--- Texte à lire ---
-----
Journal Libération du 30/01/2015 - Le premier plan Ecophyto issu du Grenelle de l’environnement visait à réduire de 50%,
«si possible», le recours aux pesticides en dix ans, soit d’ici à 2018
- ô surprise, cela n’a pas été possible. L’échec est même cuisant. Aucune baisse constatée. Pire, le recours aux pesticides a augmenté de 9,2% en 2013. La France reste le troisième consommateur mondial de ces produits, bien que leur impact sur la santé humaine, la biodiversité ou la qualité de l’eau et de l’air ne soit plus à démontrer.
Alors qu’il doit annoncer ce vendredi un nouveau plan de lutte contre ce fléau, Stéphane Le Foll, ministre de l’Agriculture, en détaille les mesures pour
Libération.Et revient sur son «projet agroécologique»
(lire Libération du 17 février 2014), qui fête sa première année de mise en œuvre effective… sans être dénué de contradictions.
Pourquoi un deuxième plan aurait-il plus de chances de réussir que le premier ?
-----
--- Données fournies ---
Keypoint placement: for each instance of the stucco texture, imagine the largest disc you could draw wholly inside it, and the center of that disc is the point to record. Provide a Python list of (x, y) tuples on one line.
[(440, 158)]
-----
--- Consigne 1 ---
D'après l'article sur le plan Ecophyto :
(a) De combien le premier plan Ecophyto visait-il à réduire le recours aux pesticides, et d'ici à quelle année ?
(b) De combien le recours aux pesticides a-t-il augmenté en 2013 ?
(c) Quelle fonction Stéphane Le Foll occupe-t-il ?
--- Consigne 2 ---
Pouvez-vous reprendre mot pour mot le passage de l'article sur le plan Ecophyto, depuis « Alors qu’il doit » jusqu'à « le premier ? » inclus ?
--- Consigne 3 ---
Que pourrait-on lire ensuite dans l'article sur le plan Ecophyto ? Donnez-en la suite, à partir de sa dernière phrase.

--- Réponse attendue 1 ---
(a) De 50 %, « si possible », en dix ans, soit d'ici à 2018.
(b) De 9,2 %.
(c) Il est ministre de l'Agriculture.

--- Réponse attendue 2 ---
Alors qu’il doit annoncer ce vendredi un nouveau plan de lutte contre ce fléau, Stéphane Le Foll, ministre de l’Agriculture, en détaille les mesures pour
Libération.Et revient sur son «projet agroécologique»
(lire Libération du 17 février 2014), qui fête sa première année de mise en œuvre effective… sans être dénué de contradictions.
Pourquoi un deuxième plan aurait-il plus de chances de réussir que le premier ?

--- Réponse attendue 3 ---
La France consomme beaucoup de pesticides parce qu’elle a beaucoup de surface agricole, viticole et arboricole : on cumule donc un volume plus important que les autres pays européens. Ramené à l’hectare, on est, avec 3,4 kg/ha, dans la moyenne européenne
[4 kg/ha en 2011-2012]. Mais on ne peut se contenter de cela. Si le premier plan n’a pas marché, c’est qu’on a fixé un objectif trop ambitieux sans se donner les moyens de changer de modèle de production.
Et donc ?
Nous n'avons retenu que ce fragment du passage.